[Opening SOURCE MATERIAL section]

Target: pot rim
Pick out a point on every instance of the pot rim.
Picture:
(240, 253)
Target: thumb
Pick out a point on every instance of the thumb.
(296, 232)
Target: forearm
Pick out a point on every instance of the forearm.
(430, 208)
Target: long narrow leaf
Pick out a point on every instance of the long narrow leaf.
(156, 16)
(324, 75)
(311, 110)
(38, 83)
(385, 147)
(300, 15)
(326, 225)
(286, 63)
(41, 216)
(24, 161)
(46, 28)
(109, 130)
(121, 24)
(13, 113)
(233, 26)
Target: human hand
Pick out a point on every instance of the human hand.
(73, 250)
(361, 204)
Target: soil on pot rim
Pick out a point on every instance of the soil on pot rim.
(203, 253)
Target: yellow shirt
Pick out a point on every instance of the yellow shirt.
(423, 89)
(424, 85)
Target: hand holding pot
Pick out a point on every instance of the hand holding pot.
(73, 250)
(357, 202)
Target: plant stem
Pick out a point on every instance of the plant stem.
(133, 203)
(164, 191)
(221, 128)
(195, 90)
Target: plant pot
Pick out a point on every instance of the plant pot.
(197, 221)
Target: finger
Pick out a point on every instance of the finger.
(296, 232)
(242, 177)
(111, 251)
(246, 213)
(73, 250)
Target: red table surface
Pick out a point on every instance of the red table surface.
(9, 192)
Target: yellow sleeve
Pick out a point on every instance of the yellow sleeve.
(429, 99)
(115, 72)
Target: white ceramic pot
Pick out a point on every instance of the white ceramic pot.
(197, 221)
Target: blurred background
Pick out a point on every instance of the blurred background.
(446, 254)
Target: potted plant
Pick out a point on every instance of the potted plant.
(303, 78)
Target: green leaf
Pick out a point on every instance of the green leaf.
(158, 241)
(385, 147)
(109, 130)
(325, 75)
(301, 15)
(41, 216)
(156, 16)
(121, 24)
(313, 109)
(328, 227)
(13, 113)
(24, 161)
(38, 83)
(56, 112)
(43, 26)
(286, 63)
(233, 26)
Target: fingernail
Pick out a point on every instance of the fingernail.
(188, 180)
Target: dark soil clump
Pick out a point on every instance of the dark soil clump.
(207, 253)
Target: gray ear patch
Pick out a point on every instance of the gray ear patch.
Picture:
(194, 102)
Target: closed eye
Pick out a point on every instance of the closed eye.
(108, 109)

[Closing SOURCE MATERIAL section]

TASK GOAL
A faithful, complete copy of the entries above is required.

WRITTEN SOLUTION
Target: pot rim
Pick out a point on every instance of the pot rim.
Picture:
(240, 253)
Target: thumb
Pick out a point on every instance of the thumb.
(296, 232)
Target: forearm
Pick out a point on every instance of the forearm.
(430, 208)
Target: long narrow leaf
Pick out a point on every instance of the long narrow leaf.
(156, 16)
(324, 75)
(311, 110)
(38, 83)
(385, 147)
(300, 15)
(326, 225)
(286, 63)
(41, 216)
(24, 161)
(46, 28)
(109, 130)
(121, 24)
(13, 113)
(233, 26)
Target: human hand
Pick out a point on every instance of the human hand.
(73, 250)
(361, 204)
Target: soil on pot rim
Pick out a point on every instance of the soil on pot rim.
(203, 253)
Target: yellow shirt
Pick out a point on every instance of the yellow shirt.
(423, 89)
(424, 85)
Target: hand holding pot
Pick out a point on every instance of the hand holding pot.
(73, 250)
(357, 202)
Target: plant stem
Pick out a point on every instance of the plant stem.
(133, 203)
(164, 191)
(221, 128)
(195, 90)
Target: plant pot
Pick out a point on every instance of the plant pot.
(197, 221)
Target: finger
Pick out a point on every instance of the finger.
(296, 232)
(242, 177)
(111, 251)
(246, 213)
(73, 250)
Target: red table surface
Pick out a point on every instance of the red table surface.
(9, 192)
Target: yellow sleeve
Pick out a point on every instance of the yellow sleeve.
(429, 99)
(115, 72)
Target: white ceramic pot
Pick out a point on every instance of the white ceramic pot.
(197, 221)
Target: blurred background
Pick out a point on every instance of the blurred background.
(446, 254)
Target: potted plant
Pick out a point on every instance of the potted plant.
(303, 78)
Target: green leaf
Pick out a point on every instance of the green leaf.
(158, 241)
(385, 147)
(109, 130)
(325, 75)
(301, 15)
(41, 216)
(156, 16)
(121, 24)
(313, 109)
(328, 227)
(13, 113)
(24, 161)
(38, 83)
(56, 112)
(43, 26)
(286, 63)
(233, 26)
Target: fingernail
Pick out a point on every instance of the fingernail.
(188, 180)
Target: dark soil clump
Pick out a point on every instance of the dark soil clump.
(207, 253)
Target: gray ear patch
Pick out a point on every instance of the gray ear patch.
Picture:
(194, 102)
Target: closed eye
Pick out a point on every instance of the closed eye.
(108, 109)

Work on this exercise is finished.